- **Task objective**: Pull every line holding the word "wall" from the data below and copy it.

Collected data entries:
——————————

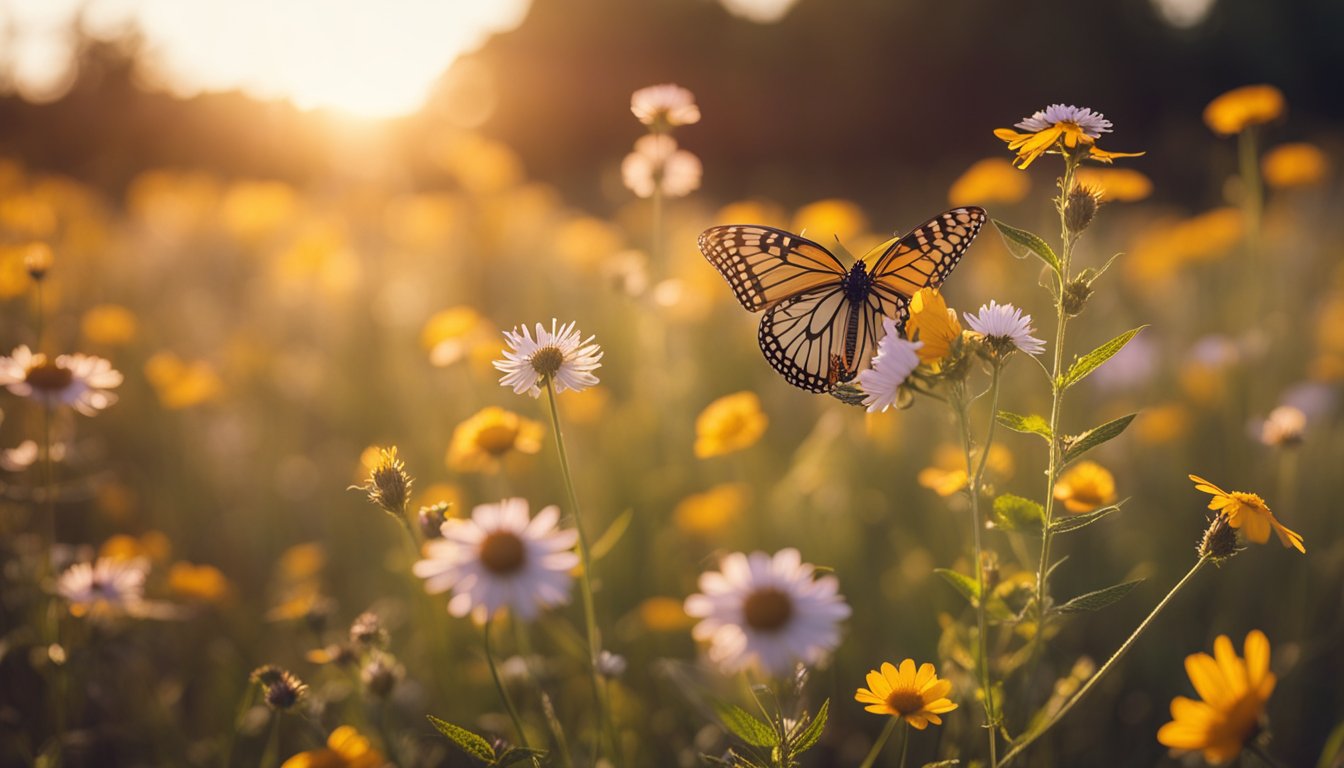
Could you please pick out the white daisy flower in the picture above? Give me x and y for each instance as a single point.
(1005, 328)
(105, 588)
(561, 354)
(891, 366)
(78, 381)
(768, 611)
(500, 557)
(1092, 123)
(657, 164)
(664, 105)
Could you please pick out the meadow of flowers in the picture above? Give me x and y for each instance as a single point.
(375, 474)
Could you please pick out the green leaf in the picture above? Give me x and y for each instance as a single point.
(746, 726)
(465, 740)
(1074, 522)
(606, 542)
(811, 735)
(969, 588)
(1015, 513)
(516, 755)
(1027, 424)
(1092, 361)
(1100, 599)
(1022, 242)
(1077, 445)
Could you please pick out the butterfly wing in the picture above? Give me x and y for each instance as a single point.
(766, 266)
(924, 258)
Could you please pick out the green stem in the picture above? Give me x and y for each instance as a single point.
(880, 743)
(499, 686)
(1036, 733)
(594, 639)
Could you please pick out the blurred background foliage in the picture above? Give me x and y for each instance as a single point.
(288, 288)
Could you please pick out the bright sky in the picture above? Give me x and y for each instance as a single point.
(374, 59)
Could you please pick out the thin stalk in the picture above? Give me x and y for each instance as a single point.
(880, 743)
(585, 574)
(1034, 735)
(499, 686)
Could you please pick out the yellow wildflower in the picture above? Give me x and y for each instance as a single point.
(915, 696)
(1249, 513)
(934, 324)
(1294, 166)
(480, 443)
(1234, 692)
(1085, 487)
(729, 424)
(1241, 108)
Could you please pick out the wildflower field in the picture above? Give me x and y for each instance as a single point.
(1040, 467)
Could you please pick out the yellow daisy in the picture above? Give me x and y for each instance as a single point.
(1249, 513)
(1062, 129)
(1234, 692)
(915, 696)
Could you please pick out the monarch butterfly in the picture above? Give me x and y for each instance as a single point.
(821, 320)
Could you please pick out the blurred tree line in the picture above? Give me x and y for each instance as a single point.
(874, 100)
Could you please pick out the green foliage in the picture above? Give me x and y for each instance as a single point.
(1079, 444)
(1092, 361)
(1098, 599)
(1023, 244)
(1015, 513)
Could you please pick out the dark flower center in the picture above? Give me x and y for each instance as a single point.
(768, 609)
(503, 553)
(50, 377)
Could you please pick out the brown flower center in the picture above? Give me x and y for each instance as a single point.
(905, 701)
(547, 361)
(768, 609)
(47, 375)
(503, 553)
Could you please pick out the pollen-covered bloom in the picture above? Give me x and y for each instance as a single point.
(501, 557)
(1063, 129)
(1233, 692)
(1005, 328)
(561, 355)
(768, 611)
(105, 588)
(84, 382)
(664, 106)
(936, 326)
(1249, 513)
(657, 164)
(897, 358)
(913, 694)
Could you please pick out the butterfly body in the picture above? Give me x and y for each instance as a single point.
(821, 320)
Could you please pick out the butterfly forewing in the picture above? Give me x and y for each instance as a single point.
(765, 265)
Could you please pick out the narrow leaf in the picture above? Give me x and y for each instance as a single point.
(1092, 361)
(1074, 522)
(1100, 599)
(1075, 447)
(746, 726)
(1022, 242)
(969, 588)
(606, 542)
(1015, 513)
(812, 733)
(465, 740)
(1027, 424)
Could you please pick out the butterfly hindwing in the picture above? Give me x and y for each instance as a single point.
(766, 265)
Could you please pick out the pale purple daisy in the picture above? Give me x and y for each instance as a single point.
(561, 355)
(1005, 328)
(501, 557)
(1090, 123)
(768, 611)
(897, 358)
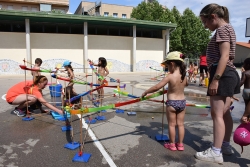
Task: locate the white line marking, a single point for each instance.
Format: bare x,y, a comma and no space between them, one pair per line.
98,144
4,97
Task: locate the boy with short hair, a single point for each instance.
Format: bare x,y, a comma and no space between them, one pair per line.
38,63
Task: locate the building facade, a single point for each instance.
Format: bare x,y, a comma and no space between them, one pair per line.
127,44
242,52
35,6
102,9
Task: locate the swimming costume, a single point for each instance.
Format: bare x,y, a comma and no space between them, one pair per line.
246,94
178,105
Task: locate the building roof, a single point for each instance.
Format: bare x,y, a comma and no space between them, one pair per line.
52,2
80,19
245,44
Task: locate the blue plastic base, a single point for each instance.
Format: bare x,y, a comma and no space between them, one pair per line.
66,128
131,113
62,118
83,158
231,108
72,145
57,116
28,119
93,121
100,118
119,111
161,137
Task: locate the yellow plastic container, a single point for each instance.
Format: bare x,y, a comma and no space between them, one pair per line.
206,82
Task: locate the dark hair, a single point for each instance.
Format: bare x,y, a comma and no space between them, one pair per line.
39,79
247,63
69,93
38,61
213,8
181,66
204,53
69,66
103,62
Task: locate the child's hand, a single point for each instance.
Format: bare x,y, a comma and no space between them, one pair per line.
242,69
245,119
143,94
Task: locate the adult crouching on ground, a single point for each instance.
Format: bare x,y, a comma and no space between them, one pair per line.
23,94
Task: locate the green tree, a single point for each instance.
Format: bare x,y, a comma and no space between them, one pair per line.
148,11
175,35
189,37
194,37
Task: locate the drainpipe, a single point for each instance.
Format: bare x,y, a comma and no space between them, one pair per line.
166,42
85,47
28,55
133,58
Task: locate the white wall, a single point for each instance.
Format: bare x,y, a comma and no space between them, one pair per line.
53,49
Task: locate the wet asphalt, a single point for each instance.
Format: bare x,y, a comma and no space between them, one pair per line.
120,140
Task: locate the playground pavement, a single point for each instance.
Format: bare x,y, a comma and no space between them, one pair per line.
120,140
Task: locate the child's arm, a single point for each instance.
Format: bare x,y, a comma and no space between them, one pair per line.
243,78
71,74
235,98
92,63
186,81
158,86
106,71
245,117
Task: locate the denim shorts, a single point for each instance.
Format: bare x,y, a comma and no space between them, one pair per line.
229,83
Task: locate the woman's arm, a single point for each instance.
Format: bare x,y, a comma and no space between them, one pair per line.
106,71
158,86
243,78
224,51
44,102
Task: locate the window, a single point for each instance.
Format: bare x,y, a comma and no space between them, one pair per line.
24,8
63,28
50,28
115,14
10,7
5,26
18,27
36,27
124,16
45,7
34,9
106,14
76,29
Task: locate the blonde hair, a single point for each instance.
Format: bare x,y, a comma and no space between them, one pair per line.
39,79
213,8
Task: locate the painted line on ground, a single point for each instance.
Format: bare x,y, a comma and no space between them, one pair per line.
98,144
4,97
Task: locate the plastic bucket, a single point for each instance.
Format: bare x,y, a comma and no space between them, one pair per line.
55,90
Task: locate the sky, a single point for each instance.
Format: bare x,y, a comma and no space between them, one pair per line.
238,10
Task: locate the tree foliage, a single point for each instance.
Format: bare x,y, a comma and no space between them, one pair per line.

——————————

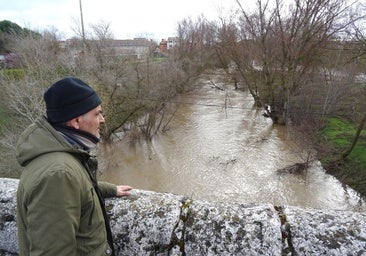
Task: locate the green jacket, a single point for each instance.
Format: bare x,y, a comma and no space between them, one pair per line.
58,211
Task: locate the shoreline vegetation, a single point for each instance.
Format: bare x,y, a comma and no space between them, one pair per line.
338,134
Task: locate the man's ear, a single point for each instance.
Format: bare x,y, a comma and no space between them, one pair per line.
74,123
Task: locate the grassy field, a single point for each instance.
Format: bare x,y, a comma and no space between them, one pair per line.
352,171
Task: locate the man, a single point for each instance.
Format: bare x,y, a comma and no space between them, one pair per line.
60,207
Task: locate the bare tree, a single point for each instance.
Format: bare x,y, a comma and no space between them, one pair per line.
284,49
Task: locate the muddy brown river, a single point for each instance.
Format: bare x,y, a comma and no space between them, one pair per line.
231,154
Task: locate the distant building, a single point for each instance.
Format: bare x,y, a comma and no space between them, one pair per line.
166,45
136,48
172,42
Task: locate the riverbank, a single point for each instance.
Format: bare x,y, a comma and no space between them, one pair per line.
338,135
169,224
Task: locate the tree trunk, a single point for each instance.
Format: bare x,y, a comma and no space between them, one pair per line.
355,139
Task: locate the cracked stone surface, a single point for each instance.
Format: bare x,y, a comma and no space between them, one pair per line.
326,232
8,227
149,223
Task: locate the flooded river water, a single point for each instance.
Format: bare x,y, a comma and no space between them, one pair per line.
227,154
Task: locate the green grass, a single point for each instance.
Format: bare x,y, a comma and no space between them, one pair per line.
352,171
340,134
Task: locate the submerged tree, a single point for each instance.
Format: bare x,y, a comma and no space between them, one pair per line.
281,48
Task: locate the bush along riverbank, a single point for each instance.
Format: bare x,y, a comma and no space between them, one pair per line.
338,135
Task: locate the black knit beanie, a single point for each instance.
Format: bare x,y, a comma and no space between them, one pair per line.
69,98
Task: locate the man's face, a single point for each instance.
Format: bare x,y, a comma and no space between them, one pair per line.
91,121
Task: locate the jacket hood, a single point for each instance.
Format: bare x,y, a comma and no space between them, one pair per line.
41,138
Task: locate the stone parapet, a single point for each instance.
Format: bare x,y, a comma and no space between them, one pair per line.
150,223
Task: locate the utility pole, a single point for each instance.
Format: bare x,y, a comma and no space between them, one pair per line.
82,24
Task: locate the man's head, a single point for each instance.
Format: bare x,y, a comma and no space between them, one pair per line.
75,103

——————————

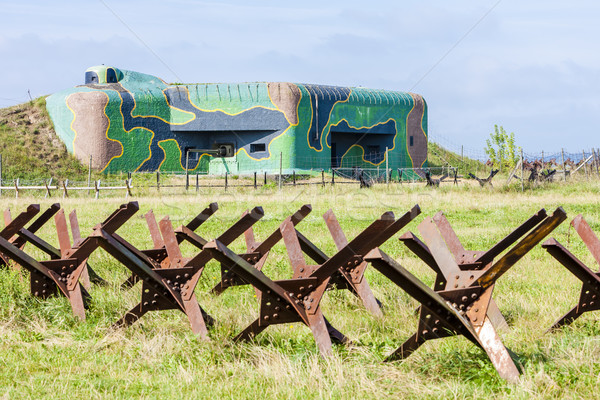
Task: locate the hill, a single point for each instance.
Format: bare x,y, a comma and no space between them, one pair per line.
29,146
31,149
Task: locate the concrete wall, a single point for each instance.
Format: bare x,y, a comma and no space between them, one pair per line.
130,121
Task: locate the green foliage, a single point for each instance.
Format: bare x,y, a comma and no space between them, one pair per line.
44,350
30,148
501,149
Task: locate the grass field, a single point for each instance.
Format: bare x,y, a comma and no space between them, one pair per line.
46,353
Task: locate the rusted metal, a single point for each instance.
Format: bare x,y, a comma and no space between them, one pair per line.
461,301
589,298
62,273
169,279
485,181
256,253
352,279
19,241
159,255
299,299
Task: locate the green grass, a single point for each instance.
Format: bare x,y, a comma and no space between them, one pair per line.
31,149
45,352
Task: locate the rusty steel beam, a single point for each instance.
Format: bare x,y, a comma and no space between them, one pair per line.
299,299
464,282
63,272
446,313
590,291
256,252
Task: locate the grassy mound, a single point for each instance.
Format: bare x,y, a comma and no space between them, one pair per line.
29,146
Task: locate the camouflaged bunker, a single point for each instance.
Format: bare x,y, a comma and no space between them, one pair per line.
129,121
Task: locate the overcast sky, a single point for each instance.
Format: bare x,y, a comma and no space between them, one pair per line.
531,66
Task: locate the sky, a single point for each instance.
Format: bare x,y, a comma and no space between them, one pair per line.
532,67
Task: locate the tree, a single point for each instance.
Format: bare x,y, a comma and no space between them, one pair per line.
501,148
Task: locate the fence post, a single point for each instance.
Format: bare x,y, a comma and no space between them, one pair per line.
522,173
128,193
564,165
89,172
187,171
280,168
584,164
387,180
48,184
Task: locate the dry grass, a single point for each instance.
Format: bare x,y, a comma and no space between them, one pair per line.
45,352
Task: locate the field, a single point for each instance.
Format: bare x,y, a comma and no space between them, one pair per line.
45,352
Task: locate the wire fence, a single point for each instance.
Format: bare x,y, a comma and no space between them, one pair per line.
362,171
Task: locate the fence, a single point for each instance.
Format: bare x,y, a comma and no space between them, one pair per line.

——————————

- **Written solution**:
Task: locate the white wall, a single point for each instance.
Task: locate the concrete wall, a single point for each instance.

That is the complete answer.